Directions for this task:
Can you retype only the lines from the one with "Practice. Identify the knit" through the final line of the material, exactly as given?

Data for the task:
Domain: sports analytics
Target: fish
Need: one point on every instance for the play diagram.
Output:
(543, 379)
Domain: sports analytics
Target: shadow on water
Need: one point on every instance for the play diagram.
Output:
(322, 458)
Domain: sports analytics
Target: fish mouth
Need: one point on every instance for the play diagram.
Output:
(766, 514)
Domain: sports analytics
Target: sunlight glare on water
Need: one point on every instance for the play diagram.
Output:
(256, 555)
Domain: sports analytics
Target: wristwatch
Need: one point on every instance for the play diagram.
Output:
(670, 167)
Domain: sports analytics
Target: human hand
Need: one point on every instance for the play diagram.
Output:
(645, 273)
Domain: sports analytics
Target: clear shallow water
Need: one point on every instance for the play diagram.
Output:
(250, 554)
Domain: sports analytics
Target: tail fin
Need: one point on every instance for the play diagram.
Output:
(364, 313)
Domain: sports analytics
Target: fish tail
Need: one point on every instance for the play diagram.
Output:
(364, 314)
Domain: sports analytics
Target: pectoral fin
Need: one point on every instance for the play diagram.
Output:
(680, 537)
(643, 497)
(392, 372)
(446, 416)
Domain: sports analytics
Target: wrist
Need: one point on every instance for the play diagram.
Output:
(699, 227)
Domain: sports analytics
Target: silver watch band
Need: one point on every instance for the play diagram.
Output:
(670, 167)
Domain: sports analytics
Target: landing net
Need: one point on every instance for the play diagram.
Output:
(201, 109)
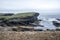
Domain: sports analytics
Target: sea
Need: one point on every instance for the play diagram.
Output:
(47, 22)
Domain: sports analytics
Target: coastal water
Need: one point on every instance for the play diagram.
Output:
(47, 21)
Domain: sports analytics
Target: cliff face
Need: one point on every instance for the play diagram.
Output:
(18, 19)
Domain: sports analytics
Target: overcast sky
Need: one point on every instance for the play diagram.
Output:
(46, 6)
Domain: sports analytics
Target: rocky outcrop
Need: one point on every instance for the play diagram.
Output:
(15, 20)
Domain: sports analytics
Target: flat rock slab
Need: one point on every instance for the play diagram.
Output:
(30, 35)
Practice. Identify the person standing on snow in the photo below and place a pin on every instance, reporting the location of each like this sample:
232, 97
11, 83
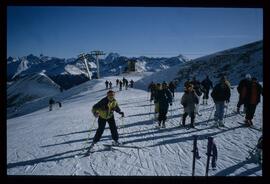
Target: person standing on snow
106, 84
172, 87
124, 81
207, 84
152, 88
131, 83
221, 94
198, 90
51, 103
110, 84
126, 84
103, 110
189, 101
163, 98
120, 85
254, 92
154, 97
242, 90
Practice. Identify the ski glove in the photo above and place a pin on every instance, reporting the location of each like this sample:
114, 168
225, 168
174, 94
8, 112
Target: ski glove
122, 113
96, 114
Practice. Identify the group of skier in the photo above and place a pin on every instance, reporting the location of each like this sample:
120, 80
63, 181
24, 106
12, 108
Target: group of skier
162, 94
124, 83
249, 94
108, 84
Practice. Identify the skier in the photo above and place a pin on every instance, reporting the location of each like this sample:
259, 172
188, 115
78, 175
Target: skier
207, 84
172, 87
176, 82
151, 88
164, 83
51, 103
254, 92
198, 90
126, 84
163, 98
221, 94
131, 83
124, 81
242, 90
187, 82
120, 85
154, 97
104, 111
106, 84
110, 84
59, 103
189, 101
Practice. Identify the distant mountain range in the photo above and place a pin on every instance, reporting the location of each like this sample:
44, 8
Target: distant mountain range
70, 72
235, 63
28, 76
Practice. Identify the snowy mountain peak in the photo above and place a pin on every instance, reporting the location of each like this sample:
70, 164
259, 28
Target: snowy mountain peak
111, 56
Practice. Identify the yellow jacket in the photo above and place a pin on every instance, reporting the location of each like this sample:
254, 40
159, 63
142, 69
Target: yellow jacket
105, 108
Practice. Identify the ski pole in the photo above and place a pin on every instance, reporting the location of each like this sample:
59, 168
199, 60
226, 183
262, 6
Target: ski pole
226, 112
209, 149
194, 153
89, 133
210, 115
150, 104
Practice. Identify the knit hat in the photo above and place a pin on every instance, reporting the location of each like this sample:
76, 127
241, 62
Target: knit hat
248, 76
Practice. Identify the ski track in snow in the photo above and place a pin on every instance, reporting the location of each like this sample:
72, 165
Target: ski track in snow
50, 143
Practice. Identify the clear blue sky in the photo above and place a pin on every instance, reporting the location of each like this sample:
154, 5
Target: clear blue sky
130, 31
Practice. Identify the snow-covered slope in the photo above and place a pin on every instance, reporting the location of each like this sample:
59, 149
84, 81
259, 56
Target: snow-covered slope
30, 88
51, 142
235, 63
61, 70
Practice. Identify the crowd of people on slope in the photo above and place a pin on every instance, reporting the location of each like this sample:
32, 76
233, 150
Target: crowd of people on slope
162, 94
249, 91
121, 83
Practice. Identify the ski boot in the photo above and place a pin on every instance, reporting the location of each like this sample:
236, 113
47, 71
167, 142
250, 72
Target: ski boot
116, 143
221, 123
163, 125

Result for this task:
Practice. Identify the knit hat in the photo above and place a pin on every instance, reporting the location of each like this sample:
76, 127
241, 62
Target: knit hat
248, 76
Practice. Identify the ski track in snow in the photo above and place a pin on every instance, reporting the location of each like this sample:
72, 165
Target: ski track in snow
50, 143
Practice. Identify the clear blue sky in the photo above and place a pin on every instance, reporting the location of each like this sample:
154, 5
Target: clear blue sky
130, 31
Practice. Identify the snow-covered slope in the photo above and place a pin on every instance, reporting the location of each like this sample:
59, 149
84, 81
259, 56
Target: snow-covered slope
30, 88
51, 142
235, 63
61, 70
Practice. Identify the crowd of people on slope in the photo above and place a pin on every instance, reporting the location of each like this sample:
32, 76
233, 150
Target: crowd of people on slope
162, 94
249, 91
121, 83
Practice. Identify the ski boot in the photo above and place a pin on every instance, reporting the location of each like this sample:
236, 113
47, 71
167, 142
250, 72
Target: ski boot
116, 143
221, 123
163, 125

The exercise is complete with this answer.